### Exercise
List every line in this data where the string "rear" occurs.

[Extracted records]
****

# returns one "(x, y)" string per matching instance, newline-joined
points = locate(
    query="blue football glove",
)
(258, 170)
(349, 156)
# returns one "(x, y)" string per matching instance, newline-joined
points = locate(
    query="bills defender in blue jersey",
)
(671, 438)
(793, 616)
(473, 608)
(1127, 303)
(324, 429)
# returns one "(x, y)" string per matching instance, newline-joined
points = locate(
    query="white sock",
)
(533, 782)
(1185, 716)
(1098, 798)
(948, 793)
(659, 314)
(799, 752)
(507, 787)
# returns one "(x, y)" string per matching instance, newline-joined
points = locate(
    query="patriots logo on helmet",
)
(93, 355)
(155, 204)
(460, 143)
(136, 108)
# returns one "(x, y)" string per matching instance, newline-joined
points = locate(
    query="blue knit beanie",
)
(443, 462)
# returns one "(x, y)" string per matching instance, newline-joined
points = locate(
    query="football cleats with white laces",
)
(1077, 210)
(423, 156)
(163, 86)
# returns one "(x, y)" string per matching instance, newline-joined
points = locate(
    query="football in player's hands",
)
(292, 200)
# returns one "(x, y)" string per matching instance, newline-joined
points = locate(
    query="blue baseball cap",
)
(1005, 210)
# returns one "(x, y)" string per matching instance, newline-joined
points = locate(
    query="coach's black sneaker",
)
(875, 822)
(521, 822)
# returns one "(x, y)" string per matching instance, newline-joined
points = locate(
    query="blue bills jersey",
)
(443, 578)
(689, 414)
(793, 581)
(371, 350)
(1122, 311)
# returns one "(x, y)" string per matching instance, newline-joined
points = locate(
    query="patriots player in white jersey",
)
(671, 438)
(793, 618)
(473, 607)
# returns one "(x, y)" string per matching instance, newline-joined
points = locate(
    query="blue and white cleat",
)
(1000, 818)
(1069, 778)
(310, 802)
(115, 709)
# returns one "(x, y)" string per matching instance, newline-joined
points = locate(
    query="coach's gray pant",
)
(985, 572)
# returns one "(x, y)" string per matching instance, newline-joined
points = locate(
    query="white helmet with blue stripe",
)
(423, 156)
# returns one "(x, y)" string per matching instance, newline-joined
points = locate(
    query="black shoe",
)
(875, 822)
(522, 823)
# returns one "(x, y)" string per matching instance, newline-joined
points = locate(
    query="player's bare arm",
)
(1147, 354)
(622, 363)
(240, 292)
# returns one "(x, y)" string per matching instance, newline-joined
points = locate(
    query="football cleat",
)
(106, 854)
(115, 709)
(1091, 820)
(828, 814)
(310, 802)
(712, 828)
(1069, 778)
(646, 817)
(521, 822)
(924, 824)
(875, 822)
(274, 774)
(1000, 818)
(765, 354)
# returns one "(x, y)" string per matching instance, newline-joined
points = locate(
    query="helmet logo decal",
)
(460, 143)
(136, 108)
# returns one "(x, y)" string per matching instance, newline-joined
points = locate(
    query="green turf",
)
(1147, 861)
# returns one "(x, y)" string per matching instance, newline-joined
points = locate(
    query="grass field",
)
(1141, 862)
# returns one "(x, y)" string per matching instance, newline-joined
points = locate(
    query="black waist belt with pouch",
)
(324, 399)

****

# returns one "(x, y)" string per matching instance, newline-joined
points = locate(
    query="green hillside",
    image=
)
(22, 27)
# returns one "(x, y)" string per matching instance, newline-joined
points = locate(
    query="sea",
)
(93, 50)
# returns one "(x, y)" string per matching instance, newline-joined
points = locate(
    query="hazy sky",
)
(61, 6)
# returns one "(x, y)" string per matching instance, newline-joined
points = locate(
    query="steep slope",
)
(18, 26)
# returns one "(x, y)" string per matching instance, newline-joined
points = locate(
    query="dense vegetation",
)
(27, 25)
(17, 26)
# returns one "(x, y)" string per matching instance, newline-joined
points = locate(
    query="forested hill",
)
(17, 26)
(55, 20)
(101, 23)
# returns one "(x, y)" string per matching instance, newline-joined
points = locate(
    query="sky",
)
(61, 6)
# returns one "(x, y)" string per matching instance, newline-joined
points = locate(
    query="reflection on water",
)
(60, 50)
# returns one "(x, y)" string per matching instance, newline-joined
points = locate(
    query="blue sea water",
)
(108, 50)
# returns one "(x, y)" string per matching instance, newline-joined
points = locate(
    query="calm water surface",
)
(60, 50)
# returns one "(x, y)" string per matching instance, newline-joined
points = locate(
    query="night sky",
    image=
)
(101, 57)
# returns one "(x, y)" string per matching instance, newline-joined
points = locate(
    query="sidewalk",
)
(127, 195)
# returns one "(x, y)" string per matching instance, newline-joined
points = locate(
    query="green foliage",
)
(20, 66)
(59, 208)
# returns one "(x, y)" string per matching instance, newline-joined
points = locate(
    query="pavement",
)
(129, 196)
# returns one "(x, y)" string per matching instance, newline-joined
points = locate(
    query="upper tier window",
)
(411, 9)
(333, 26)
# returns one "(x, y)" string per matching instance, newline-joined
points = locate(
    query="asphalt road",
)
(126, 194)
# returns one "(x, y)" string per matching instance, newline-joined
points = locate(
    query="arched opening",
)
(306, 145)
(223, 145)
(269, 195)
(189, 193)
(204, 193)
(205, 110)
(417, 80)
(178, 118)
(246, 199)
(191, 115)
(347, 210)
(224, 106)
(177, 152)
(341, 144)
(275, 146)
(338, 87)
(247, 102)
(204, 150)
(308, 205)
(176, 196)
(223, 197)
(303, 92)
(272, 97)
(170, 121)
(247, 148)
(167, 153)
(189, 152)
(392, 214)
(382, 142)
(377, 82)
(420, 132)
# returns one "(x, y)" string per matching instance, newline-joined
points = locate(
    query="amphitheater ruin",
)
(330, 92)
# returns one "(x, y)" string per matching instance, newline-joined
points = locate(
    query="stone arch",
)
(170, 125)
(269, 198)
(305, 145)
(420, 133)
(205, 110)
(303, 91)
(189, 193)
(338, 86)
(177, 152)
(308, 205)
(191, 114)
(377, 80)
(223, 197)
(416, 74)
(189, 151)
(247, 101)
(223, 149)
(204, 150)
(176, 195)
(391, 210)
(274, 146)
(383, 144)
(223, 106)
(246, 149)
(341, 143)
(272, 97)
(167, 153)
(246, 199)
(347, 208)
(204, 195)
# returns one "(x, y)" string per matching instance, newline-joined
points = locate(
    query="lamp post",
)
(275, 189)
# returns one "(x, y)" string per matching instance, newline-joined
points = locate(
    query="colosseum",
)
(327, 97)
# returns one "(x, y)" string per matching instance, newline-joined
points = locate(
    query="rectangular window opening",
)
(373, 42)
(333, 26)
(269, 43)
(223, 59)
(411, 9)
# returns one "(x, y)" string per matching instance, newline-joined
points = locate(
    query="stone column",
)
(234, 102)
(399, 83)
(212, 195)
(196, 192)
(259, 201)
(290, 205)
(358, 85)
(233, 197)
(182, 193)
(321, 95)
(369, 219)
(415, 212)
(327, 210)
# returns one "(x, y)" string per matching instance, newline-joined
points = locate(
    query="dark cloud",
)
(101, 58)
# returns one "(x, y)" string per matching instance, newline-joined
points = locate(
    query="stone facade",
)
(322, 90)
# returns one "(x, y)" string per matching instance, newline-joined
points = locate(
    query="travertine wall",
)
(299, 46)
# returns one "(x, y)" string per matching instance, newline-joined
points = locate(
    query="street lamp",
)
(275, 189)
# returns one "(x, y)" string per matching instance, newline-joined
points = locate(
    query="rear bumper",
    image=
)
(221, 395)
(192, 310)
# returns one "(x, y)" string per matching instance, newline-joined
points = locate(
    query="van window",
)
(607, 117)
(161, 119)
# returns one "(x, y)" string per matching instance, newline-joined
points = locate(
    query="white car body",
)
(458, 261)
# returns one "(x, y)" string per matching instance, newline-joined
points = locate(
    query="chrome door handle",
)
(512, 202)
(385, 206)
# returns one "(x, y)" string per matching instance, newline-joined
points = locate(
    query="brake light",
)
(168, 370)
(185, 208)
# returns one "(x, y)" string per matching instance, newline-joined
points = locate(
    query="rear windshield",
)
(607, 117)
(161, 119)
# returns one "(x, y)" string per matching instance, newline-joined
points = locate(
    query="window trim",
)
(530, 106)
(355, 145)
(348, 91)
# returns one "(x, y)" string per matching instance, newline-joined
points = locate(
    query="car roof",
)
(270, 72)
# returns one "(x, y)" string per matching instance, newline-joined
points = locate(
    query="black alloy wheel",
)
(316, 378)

****

### Result for this exercise
    query="rear bumper",
    query="rear windshield",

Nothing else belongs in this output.